▶ **EXERCISE INSTRUCTIONS**:
Locate each line in the items below that contains the word "shadow" and copy it out. Case counts.

[Some records]

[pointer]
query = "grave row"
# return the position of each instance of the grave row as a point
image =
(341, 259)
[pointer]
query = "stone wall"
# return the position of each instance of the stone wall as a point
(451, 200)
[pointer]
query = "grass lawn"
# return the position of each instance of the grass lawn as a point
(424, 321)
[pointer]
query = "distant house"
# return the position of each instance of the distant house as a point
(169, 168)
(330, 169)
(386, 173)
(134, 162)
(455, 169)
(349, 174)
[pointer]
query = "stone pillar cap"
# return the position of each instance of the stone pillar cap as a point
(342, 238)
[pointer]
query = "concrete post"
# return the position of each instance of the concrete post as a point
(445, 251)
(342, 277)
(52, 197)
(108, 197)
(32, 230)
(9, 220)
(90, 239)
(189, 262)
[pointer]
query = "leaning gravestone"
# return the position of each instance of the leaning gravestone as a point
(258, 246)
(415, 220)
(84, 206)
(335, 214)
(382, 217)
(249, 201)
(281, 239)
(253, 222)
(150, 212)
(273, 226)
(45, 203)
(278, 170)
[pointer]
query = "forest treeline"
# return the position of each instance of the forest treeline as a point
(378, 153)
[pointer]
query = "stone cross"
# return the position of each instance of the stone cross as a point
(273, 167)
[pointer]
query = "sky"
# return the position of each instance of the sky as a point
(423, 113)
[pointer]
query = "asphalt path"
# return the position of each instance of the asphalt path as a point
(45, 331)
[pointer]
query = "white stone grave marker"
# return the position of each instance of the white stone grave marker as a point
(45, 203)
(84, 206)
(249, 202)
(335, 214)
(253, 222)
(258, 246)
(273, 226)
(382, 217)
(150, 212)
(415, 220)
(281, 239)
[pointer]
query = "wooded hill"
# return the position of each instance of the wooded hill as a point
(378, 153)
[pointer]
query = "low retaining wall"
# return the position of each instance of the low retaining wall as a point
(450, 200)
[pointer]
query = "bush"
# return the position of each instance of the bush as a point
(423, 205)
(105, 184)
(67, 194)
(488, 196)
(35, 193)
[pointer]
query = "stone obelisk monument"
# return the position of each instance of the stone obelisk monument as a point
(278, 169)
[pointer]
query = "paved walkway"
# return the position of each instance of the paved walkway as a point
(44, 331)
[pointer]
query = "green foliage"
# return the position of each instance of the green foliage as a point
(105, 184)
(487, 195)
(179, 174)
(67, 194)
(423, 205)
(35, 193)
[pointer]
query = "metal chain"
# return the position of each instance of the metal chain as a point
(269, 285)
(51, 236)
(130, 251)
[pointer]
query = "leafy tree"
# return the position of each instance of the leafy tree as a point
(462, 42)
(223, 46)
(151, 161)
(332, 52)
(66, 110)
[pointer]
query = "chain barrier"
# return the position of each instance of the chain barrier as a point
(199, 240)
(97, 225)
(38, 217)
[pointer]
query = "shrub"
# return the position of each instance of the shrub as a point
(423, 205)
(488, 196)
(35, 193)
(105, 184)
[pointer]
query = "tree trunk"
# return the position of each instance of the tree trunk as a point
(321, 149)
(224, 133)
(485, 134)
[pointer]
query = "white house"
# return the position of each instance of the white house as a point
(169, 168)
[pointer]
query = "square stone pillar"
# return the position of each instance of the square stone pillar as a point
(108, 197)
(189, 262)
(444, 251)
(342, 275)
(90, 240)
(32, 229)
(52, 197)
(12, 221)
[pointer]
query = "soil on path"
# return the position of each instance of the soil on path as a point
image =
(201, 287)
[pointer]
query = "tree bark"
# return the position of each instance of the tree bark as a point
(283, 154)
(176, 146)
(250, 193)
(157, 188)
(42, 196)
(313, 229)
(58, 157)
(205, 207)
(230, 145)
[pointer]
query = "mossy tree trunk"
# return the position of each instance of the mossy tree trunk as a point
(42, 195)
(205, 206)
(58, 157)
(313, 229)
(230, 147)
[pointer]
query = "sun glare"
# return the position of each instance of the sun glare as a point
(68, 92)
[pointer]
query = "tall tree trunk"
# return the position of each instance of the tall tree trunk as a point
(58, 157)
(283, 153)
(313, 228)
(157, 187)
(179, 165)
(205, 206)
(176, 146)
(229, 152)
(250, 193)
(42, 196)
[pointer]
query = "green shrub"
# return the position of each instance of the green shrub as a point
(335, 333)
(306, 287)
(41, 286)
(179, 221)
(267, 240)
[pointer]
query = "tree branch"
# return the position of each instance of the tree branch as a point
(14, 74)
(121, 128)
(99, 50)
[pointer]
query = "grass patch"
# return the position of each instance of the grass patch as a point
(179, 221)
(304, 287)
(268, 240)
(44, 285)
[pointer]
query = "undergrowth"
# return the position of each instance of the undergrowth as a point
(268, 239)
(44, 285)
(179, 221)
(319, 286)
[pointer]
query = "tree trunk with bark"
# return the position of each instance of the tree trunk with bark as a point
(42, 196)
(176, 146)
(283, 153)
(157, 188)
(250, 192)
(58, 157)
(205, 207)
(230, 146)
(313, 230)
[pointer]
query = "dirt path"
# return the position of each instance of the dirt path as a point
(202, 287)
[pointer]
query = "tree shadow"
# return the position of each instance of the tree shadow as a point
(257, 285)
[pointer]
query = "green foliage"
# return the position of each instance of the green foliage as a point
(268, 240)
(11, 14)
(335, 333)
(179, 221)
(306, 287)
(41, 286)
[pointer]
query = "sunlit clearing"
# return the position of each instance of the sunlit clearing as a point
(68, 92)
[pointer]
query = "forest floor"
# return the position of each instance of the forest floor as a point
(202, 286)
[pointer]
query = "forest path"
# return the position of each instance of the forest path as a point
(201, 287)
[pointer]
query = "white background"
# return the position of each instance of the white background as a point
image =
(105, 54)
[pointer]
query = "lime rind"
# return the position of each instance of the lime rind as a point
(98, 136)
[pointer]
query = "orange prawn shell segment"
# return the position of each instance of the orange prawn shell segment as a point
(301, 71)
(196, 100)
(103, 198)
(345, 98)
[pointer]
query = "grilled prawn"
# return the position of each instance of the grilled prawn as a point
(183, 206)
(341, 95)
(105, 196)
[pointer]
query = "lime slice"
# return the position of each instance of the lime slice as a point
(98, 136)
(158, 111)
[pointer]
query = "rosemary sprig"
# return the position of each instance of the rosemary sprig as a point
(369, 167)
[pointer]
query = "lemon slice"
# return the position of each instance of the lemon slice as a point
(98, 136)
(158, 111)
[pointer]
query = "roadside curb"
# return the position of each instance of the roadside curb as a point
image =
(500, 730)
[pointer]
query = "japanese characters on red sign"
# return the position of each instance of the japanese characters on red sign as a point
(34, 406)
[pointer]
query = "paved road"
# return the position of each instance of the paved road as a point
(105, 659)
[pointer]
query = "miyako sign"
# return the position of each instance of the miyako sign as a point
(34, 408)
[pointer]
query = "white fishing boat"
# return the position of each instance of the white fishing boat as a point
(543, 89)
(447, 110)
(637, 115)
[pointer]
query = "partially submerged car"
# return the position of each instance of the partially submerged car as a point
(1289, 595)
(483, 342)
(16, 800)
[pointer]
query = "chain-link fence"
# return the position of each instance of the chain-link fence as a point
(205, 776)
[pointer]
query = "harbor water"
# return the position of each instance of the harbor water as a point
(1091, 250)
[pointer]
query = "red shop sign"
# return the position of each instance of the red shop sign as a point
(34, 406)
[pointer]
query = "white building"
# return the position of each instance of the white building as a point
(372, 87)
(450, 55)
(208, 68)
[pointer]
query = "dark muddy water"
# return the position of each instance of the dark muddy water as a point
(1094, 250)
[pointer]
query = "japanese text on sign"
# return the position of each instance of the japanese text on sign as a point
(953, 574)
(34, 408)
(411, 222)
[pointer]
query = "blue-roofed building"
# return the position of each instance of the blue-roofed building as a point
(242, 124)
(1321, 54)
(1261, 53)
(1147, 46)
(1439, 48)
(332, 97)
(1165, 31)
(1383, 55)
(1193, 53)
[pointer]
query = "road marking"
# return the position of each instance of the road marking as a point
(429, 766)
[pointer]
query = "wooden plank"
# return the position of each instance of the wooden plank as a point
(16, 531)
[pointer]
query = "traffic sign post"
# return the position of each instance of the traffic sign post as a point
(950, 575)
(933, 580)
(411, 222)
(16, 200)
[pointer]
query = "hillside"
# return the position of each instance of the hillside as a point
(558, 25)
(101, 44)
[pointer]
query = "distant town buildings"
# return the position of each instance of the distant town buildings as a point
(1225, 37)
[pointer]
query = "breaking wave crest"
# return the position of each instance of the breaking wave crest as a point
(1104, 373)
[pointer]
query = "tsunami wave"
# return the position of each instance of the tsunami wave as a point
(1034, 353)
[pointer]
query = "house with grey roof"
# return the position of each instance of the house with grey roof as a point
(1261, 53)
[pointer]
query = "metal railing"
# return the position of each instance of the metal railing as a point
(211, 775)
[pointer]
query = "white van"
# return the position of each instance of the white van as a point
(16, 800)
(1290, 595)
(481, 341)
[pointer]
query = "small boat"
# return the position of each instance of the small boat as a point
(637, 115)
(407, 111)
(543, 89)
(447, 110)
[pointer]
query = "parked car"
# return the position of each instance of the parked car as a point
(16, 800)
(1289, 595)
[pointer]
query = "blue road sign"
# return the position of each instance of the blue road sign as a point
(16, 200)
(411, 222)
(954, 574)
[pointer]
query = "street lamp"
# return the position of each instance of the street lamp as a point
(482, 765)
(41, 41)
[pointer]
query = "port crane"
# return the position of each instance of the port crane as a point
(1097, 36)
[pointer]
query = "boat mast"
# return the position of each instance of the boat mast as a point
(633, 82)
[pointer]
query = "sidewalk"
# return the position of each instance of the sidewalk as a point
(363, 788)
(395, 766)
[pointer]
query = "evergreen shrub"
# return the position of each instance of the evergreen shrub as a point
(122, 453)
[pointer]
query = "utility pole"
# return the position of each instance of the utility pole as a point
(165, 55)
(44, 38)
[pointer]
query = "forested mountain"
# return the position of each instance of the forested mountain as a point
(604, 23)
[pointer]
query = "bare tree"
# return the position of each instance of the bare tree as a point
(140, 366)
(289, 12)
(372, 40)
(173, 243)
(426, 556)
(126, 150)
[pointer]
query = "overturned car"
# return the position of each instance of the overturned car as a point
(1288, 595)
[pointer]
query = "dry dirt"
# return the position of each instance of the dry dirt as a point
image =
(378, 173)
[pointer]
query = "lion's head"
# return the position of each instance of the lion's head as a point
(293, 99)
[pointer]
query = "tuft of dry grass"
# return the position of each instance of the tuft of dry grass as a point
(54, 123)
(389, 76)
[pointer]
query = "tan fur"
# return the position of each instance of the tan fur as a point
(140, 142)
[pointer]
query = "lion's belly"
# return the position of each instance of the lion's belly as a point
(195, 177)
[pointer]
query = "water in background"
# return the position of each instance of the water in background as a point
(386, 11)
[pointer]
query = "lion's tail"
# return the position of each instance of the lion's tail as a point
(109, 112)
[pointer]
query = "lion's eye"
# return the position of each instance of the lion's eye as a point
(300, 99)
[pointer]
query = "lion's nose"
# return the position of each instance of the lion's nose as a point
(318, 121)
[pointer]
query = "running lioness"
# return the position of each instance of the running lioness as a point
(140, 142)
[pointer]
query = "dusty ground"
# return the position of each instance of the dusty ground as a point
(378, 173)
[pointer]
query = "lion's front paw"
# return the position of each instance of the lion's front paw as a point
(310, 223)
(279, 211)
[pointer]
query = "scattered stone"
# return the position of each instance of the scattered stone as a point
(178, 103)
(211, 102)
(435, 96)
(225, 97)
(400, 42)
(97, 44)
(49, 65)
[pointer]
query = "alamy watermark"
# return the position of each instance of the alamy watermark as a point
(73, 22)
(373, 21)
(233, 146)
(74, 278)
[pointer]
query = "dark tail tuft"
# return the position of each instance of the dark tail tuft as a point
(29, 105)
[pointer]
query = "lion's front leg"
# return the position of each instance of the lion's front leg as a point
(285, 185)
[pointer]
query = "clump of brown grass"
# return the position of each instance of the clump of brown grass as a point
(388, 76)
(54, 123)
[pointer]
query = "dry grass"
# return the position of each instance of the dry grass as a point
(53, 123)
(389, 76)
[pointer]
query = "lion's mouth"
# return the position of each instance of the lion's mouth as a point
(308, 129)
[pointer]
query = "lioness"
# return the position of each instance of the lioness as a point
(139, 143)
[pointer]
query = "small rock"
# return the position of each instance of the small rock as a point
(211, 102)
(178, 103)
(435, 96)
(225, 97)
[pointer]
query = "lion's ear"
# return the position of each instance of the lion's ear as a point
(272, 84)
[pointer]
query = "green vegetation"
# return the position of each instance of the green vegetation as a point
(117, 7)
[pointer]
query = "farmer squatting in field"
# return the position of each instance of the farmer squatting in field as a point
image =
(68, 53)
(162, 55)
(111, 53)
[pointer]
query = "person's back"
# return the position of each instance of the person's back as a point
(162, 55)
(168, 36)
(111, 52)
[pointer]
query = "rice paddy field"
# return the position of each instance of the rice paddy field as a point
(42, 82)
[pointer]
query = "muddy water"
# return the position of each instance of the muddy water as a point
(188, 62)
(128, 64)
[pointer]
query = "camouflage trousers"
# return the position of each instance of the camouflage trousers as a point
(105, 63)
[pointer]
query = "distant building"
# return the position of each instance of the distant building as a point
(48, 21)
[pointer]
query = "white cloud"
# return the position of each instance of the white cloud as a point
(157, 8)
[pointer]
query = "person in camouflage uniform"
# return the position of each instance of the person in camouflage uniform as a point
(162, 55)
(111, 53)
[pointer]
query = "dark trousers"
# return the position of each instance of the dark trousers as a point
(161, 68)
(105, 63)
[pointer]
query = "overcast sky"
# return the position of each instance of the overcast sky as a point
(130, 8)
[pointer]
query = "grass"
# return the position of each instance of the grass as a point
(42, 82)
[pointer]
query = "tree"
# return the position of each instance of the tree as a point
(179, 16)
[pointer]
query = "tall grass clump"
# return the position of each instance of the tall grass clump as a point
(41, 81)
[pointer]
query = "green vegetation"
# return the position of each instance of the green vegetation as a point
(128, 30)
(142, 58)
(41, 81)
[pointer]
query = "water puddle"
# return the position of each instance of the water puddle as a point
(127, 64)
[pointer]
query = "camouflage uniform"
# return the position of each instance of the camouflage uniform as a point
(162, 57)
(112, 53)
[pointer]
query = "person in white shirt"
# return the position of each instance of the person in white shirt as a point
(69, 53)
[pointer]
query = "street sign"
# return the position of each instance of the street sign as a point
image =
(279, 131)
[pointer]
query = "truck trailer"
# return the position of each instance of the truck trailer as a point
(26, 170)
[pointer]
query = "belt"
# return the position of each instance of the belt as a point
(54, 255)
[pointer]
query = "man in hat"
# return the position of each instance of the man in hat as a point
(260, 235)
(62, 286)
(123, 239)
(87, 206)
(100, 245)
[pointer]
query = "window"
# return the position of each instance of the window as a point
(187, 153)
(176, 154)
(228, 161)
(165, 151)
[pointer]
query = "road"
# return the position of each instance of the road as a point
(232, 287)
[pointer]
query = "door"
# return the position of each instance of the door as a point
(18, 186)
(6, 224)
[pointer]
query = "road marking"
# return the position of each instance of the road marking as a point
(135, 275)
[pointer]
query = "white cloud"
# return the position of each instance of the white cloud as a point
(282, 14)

▶ **TASK OUTPUT**:
query = "tree shadow"
# return the position of each instance of the tree shadow as a point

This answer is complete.